» **PROBLEM TO SOLVE**
Which lines in the records below contain the word "opening"? List each of them in full, counting only matches with the same capitalization.

(Object position labeling entries)
⁂

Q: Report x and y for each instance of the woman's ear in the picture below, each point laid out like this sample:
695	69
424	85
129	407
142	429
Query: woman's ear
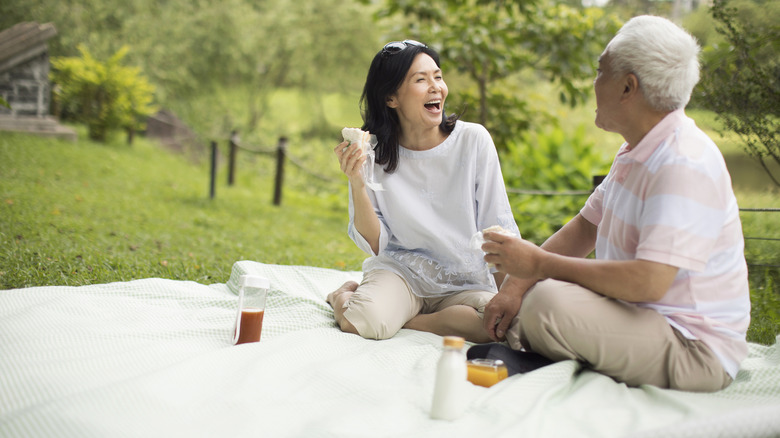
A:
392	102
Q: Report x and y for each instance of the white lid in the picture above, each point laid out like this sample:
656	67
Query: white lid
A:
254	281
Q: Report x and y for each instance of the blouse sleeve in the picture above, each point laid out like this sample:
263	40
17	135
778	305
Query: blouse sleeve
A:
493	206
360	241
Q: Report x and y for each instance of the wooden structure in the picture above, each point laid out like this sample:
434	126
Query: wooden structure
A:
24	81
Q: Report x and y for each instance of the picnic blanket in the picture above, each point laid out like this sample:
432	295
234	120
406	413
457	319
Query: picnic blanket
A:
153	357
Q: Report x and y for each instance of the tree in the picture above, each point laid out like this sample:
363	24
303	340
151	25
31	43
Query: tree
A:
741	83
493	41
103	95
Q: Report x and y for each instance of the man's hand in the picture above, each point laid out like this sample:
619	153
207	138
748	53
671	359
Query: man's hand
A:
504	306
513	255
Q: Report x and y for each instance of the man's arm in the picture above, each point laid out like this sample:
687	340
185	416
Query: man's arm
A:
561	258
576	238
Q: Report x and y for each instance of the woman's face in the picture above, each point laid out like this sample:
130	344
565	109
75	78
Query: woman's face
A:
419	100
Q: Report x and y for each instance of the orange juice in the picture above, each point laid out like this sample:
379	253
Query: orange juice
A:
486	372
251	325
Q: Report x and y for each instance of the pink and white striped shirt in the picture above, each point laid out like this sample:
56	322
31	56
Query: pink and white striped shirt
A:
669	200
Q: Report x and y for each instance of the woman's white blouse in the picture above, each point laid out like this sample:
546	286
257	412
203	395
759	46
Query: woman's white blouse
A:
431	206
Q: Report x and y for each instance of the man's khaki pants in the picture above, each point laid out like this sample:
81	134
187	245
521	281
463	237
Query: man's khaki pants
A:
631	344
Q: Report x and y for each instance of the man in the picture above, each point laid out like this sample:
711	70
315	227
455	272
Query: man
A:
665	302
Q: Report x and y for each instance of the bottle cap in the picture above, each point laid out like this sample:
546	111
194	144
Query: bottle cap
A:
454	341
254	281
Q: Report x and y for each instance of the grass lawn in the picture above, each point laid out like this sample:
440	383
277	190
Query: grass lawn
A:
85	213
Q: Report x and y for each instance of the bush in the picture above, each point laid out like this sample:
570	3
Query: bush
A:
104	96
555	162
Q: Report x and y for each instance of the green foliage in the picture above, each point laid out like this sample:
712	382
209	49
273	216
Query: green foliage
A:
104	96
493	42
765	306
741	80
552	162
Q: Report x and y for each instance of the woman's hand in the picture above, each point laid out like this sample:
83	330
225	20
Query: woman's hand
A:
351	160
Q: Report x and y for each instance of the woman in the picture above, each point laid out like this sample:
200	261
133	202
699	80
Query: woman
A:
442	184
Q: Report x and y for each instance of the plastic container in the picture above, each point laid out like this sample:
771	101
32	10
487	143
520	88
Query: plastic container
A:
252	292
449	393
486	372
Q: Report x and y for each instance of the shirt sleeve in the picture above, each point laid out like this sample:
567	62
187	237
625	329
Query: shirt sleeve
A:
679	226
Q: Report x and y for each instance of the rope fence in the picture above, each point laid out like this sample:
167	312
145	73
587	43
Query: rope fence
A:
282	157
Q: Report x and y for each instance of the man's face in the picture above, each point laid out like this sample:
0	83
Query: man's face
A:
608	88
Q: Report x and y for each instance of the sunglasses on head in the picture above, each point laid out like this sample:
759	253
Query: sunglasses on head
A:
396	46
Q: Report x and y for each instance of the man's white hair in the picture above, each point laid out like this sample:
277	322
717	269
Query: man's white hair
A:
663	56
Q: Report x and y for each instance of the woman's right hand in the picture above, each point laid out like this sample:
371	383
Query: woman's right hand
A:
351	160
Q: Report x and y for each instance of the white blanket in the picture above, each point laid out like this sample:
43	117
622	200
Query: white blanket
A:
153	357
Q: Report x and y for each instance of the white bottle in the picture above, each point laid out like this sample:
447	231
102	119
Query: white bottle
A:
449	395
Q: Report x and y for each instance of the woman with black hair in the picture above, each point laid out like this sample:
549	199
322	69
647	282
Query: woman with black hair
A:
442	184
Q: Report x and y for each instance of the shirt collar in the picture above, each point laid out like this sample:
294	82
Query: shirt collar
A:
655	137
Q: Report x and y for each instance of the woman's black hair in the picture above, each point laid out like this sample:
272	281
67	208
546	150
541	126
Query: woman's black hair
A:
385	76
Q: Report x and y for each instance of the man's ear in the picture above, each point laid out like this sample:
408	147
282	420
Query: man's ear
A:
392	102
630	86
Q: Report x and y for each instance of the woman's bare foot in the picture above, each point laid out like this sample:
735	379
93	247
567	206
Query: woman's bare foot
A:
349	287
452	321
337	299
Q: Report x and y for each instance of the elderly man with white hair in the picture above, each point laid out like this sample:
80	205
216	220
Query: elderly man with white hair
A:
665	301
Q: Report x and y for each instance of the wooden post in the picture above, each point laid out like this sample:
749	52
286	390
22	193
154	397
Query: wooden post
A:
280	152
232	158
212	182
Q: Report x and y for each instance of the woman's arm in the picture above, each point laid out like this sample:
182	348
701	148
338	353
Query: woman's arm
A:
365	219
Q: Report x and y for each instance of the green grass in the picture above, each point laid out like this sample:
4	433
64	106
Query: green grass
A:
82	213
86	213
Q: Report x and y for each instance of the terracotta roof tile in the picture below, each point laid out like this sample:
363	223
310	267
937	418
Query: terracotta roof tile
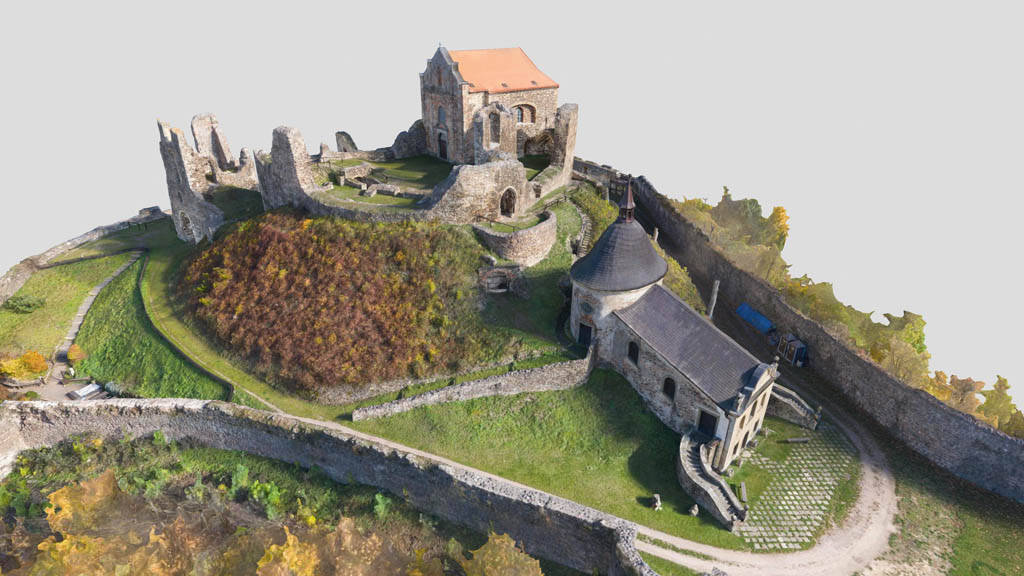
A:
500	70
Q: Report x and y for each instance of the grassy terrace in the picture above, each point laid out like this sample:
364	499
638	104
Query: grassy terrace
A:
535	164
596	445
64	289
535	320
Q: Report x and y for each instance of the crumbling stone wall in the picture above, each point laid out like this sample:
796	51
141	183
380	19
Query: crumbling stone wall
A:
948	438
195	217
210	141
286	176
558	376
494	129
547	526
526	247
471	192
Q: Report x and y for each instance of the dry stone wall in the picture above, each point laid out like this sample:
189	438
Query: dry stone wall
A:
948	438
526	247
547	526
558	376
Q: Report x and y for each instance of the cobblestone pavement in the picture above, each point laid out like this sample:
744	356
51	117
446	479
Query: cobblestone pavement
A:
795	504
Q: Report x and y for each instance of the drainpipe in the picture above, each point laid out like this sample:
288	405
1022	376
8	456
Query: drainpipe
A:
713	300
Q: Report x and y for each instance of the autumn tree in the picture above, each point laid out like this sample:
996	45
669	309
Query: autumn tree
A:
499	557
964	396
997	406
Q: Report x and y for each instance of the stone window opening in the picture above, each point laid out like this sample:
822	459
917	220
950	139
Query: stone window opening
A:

⁂

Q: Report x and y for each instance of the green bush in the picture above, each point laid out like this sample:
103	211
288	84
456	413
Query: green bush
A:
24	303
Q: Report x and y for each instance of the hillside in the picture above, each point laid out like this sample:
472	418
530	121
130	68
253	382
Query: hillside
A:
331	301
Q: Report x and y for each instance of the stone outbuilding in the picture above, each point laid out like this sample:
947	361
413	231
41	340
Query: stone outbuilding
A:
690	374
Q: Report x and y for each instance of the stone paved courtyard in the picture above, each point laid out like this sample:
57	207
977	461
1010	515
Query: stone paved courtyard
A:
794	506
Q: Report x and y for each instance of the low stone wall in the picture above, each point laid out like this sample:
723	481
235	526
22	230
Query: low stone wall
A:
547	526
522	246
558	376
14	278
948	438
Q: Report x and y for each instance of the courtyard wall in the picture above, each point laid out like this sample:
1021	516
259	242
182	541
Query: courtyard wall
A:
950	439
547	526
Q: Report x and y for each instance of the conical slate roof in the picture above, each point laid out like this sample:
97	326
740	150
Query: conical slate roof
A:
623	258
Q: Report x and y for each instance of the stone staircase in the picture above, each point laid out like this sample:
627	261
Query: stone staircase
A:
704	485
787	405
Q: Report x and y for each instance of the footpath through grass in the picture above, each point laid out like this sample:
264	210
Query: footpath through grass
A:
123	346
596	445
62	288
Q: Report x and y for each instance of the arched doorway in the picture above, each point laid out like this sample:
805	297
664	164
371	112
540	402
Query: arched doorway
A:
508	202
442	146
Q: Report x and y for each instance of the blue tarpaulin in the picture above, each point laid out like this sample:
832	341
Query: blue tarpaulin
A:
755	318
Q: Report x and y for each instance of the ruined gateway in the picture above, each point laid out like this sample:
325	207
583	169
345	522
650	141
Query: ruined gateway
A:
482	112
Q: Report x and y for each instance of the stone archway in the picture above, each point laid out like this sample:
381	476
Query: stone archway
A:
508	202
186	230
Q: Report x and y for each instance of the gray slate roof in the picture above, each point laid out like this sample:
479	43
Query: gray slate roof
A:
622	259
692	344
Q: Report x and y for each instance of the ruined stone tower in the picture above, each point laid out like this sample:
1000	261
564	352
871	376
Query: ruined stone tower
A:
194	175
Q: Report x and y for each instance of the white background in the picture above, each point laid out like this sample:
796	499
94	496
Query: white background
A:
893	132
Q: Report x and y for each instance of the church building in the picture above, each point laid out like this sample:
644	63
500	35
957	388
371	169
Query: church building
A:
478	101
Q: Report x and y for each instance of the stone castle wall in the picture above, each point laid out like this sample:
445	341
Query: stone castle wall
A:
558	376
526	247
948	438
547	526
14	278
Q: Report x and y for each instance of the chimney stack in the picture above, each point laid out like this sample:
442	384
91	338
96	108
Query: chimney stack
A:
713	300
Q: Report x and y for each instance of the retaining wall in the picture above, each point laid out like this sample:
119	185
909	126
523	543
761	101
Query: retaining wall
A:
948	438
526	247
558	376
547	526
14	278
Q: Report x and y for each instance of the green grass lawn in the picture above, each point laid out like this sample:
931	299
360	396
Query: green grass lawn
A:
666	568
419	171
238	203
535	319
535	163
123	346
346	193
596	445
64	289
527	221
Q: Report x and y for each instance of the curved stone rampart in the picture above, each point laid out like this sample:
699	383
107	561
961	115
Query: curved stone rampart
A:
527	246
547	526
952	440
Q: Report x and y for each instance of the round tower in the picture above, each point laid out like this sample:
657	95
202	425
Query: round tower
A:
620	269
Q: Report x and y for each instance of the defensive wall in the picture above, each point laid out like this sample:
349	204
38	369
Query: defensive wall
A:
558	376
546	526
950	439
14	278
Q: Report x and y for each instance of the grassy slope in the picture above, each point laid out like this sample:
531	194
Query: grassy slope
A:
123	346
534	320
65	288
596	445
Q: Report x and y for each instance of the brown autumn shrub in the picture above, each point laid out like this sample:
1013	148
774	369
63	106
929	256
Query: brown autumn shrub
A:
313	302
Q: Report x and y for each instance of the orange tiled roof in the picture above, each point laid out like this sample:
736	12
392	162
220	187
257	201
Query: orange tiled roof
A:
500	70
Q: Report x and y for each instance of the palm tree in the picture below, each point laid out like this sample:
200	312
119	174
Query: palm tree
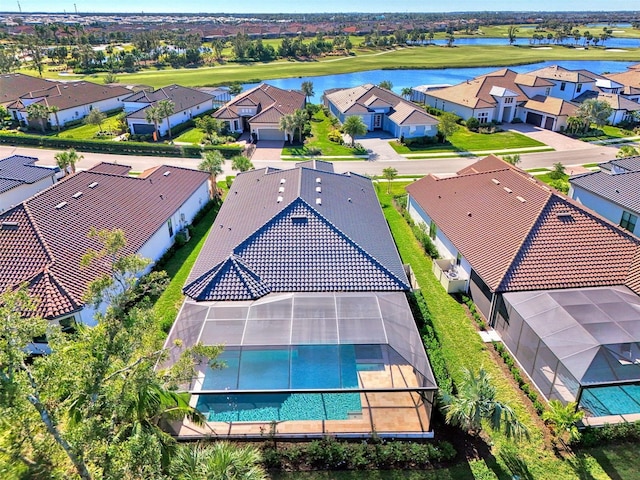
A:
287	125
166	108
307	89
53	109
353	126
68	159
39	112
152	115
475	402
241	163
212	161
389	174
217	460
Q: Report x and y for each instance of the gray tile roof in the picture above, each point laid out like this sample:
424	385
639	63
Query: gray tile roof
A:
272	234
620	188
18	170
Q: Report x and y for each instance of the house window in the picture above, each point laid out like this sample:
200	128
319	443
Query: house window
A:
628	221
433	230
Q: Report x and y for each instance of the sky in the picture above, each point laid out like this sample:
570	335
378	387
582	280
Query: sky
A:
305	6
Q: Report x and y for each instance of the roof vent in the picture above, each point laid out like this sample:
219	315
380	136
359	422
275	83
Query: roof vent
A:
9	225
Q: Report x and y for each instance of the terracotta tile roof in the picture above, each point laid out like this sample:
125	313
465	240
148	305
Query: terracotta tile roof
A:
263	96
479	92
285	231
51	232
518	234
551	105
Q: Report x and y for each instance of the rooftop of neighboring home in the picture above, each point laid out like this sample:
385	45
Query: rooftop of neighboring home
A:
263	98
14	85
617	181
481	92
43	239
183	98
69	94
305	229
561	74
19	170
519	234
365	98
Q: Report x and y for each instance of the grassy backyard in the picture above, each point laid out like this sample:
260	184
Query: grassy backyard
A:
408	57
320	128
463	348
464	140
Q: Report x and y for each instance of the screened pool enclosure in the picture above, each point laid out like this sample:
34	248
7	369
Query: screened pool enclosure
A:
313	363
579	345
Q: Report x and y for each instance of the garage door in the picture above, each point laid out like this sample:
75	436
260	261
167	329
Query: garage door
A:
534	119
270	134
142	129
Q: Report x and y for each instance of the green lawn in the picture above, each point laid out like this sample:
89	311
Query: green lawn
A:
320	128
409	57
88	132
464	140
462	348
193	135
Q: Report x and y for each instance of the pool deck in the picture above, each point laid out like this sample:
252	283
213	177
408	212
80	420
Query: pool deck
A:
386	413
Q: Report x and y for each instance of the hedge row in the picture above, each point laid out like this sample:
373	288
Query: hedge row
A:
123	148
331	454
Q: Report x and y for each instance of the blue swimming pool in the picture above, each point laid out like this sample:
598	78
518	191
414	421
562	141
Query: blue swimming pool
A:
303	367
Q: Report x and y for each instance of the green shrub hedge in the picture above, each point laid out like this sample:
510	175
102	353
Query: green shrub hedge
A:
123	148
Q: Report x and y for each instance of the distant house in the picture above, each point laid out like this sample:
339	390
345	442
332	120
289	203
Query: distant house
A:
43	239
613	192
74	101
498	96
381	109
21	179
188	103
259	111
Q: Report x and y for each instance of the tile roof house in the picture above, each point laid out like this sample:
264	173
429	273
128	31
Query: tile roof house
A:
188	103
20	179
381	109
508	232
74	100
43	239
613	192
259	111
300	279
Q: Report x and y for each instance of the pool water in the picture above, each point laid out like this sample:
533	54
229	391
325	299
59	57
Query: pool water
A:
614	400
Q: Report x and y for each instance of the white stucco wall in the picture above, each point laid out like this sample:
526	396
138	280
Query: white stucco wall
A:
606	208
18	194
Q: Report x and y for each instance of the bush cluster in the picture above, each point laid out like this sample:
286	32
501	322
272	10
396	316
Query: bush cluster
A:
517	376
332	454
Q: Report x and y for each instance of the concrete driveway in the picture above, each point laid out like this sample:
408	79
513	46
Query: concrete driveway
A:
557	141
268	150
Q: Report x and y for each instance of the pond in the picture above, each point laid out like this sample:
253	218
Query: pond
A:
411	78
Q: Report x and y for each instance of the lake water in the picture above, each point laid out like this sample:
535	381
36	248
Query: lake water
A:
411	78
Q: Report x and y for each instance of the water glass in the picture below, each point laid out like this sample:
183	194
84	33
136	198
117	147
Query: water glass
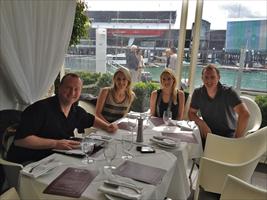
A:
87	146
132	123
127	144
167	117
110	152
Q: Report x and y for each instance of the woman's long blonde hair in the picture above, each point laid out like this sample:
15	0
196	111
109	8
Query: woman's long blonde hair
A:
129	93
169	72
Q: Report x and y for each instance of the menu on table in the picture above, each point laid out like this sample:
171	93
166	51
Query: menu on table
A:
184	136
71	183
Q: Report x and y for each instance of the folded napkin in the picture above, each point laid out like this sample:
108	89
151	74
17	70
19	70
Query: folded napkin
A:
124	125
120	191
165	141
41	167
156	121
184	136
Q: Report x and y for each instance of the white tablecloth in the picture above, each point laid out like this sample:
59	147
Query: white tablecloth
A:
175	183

⁂

» **REPLY**
Q: Report x and y for each instance of the stone window opening in the picture above, each point laid out like this sample:
Query: stone window opening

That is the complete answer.